Material to process:

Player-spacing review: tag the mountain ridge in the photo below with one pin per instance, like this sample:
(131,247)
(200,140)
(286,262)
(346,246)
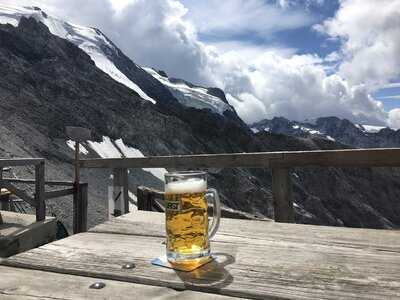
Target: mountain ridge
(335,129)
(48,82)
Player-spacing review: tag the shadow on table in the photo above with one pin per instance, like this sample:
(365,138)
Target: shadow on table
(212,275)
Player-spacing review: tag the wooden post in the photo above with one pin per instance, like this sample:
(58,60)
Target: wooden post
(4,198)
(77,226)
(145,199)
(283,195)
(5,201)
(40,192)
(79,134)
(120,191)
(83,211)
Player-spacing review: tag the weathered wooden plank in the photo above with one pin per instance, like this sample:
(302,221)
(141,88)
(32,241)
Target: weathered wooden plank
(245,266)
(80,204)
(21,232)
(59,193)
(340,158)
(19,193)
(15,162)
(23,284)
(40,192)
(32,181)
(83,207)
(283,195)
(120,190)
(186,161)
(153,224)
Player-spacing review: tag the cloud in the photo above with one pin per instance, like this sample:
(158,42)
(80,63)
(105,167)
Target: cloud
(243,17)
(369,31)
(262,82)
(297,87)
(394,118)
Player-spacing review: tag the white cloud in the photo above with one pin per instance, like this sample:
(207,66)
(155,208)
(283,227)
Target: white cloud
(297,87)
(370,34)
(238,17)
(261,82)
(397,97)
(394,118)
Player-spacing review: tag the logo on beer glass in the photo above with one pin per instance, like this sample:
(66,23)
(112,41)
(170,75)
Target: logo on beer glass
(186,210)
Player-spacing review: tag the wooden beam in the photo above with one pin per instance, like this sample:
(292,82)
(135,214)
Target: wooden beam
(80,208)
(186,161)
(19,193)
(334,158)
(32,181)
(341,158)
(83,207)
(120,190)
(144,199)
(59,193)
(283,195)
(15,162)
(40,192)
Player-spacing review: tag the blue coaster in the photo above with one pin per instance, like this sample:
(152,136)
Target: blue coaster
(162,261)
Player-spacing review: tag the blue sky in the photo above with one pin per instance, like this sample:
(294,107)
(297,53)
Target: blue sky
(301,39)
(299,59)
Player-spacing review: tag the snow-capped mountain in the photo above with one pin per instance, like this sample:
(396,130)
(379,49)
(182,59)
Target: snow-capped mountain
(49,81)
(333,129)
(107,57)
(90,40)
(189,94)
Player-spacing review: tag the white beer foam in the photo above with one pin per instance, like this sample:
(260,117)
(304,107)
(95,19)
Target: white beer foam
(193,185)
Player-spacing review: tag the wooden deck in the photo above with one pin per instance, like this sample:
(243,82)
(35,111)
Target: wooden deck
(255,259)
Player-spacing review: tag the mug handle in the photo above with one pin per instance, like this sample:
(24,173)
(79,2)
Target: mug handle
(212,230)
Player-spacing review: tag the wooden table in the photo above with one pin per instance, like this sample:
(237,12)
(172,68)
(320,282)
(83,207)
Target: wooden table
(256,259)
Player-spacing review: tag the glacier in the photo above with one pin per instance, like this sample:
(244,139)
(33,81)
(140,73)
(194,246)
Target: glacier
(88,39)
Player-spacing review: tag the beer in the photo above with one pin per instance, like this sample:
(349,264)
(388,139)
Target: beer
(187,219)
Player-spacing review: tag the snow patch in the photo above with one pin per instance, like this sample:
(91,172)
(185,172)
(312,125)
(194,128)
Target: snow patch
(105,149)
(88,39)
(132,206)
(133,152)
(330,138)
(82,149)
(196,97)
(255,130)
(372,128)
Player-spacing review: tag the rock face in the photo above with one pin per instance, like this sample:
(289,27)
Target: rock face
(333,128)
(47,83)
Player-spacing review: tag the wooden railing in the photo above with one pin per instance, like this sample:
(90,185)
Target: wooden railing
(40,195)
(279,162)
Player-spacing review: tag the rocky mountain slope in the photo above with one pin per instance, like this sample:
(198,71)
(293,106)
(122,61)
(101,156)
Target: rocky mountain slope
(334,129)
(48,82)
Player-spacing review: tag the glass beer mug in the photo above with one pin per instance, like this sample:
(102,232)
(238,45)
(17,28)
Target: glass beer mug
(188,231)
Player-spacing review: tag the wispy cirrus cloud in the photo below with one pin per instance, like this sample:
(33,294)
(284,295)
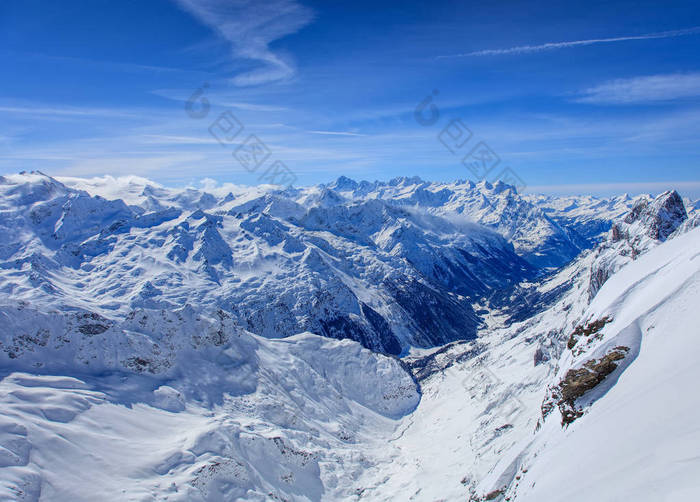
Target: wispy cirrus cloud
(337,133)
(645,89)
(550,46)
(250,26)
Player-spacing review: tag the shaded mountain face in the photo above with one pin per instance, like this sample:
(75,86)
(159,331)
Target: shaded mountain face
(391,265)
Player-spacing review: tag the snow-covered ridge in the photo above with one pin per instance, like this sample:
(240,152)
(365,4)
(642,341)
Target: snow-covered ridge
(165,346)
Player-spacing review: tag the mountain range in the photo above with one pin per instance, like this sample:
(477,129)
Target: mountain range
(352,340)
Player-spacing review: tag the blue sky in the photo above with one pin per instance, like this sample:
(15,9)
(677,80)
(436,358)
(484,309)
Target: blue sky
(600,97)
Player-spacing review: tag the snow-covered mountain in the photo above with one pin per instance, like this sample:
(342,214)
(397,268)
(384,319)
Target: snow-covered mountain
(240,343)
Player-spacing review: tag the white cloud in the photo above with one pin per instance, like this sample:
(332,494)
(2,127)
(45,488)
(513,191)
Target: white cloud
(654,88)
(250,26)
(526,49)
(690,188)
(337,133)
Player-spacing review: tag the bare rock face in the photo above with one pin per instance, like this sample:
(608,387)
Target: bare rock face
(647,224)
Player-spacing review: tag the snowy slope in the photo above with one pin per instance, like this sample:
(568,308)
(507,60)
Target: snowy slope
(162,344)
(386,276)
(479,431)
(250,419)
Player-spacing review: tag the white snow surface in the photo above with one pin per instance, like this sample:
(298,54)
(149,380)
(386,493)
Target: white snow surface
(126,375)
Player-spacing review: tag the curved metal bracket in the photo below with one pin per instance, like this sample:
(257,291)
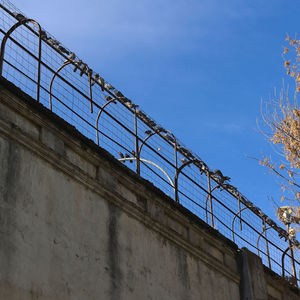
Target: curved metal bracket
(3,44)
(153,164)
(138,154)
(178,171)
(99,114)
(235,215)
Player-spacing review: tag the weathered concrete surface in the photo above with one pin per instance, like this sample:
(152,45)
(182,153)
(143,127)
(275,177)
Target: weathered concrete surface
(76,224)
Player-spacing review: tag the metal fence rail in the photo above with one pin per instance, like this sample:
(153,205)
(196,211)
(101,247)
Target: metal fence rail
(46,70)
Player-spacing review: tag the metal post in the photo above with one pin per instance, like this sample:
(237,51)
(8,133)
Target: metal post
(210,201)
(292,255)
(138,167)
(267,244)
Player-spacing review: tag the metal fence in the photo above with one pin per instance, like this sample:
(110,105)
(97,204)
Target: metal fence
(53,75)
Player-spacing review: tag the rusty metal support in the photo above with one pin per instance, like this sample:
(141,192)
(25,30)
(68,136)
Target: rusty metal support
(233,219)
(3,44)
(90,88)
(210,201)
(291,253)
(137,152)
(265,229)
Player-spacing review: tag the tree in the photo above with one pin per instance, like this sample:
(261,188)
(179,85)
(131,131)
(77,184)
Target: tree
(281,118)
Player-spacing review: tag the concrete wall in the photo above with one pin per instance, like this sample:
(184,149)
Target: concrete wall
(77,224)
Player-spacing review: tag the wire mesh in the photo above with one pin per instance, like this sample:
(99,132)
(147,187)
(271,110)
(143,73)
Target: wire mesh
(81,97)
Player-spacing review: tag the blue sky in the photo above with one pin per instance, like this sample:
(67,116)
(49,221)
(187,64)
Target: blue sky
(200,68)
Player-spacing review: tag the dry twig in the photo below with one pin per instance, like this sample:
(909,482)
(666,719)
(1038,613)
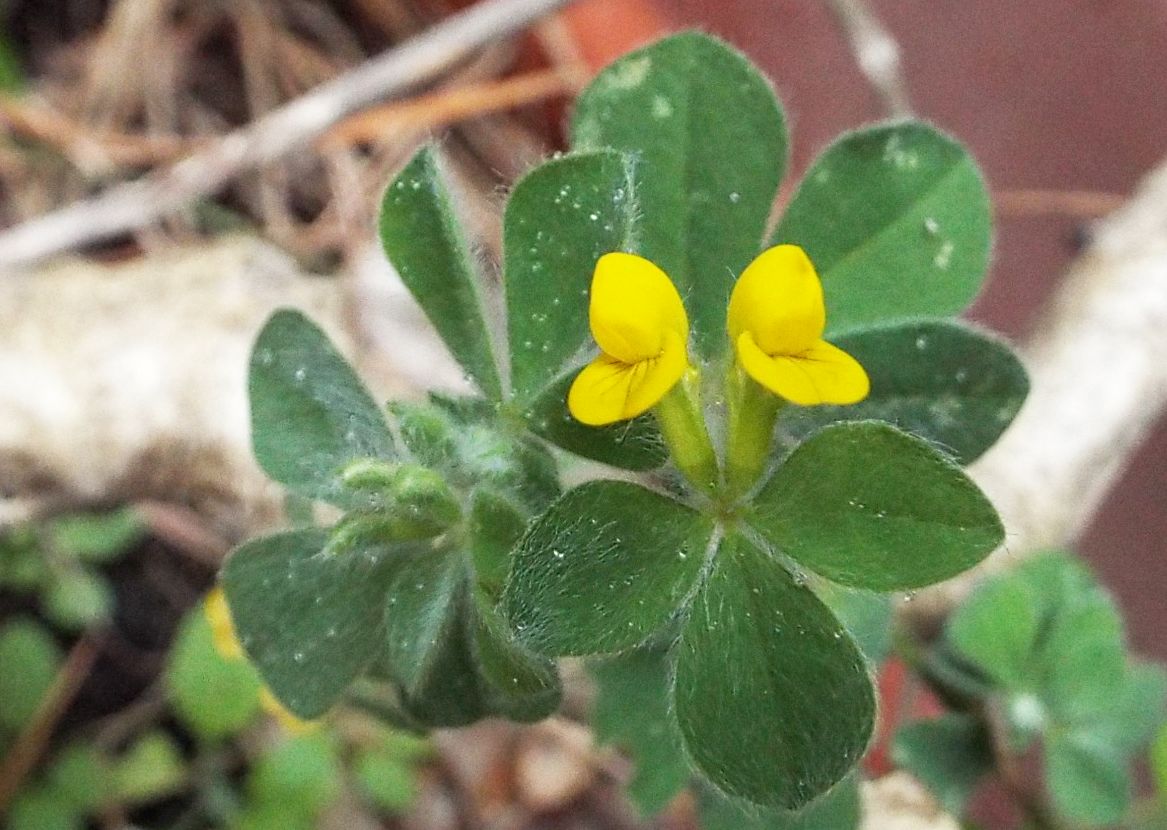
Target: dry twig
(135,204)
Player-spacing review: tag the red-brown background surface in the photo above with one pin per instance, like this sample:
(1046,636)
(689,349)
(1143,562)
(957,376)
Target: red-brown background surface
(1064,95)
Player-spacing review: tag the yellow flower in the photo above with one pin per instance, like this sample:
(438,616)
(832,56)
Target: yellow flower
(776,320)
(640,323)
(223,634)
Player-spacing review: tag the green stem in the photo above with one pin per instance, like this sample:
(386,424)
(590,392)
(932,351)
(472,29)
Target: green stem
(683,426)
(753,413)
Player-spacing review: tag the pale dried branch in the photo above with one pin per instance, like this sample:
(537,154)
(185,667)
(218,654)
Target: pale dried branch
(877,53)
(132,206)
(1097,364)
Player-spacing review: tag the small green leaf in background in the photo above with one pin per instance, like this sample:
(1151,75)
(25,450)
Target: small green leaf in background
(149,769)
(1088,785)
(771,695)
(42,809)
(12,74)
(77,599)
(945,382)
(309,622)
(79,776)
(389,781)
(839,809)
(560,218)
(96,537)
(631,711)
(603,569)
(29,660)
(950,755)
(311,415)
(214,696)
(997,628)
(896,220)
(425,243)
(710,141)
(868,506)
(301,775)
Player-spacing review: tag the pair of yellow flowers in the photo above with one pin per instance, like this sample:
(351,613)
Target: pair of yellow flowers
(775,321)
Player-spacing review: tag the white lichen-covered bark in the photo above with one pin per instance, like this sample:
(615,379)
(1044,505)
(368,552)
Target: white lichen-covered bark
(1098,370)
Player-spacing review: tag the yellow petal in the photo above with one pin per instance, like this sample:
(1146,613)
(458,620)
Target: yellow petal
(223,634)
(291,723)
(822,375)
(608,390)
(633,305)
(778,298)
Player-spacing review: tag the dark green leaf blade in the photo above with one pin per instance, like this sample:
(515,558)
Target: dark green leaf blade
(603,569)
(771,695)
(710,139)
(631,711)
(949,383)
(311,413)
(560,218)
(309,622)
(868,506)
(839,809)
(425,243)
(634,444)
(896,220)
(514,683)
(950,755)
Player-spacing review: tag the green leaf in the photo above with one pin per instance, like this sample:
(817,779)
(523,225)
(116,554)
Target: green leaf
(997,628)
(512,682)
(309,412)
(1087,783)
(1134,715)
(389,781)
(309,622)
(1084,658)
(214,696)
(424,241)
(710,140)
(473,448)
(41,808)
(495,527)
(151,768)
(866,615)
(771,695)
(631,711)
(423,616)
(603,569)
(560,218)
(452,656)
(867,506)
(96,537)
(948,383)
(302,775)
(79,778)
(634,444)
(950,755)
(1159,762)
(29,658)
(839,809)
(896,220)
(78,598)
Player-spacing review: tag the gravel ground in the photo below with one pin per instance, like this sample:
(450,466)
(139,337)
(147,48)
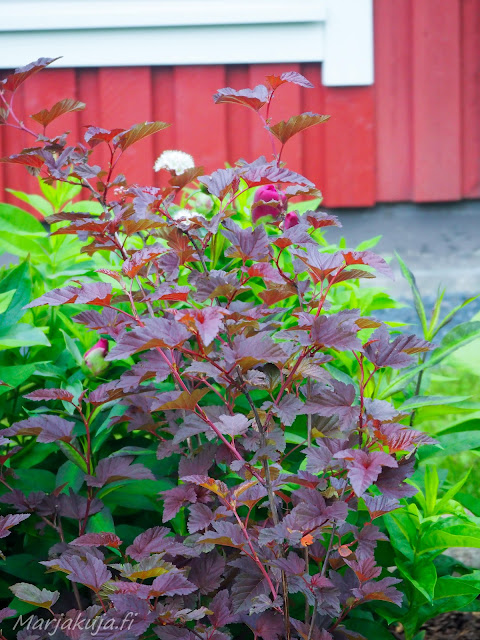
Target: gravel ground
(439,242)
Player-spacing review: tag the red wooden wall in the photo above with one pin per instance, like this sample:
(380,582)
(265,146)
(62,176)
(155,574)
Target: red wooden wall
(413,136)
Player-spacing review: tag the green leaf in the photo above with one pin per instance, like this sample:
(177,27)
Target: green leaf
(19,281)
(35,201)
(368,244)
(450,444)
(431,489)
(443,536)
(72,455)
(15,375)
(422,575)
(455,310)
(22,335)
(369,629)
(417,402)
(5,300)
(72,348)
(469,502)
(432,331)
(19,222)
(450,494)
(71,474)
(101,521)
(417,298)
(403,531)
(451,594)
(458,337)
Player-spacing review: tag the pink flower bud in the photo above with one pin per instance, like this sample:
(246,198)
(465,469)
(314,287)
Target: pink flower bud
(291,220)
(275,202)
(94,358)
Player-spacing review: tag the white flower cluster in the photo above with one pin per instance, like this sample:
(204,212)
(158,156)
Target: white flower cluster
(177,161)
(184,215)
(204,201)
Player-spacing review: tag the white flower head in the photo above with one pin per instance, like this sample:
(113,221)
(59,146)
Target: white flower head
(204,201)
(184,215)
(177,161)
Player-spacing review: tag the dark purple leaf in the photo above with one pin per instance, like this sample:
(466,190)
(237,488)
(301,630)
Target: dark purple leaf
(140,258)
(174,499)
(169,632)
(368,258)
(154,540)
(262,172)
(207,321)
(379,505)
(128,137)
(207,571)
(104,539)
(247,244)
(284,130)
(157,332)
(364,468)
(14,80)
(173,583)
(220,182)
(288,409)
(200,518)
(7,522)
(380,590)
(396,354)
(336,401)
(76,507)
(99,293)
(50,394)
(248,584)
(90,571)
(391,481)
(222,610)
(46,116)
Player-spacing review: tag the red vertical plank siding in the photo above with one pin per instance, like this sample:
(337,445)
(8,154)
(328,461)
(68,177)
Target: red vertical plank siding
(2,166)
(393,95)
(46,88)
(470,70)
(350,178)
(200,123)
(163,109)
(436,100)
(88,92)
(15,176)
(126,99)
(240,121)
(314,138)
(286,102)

About this task: Wherever a line of the material has the word "below", add it to a tally; give only the final number.

Task output: 5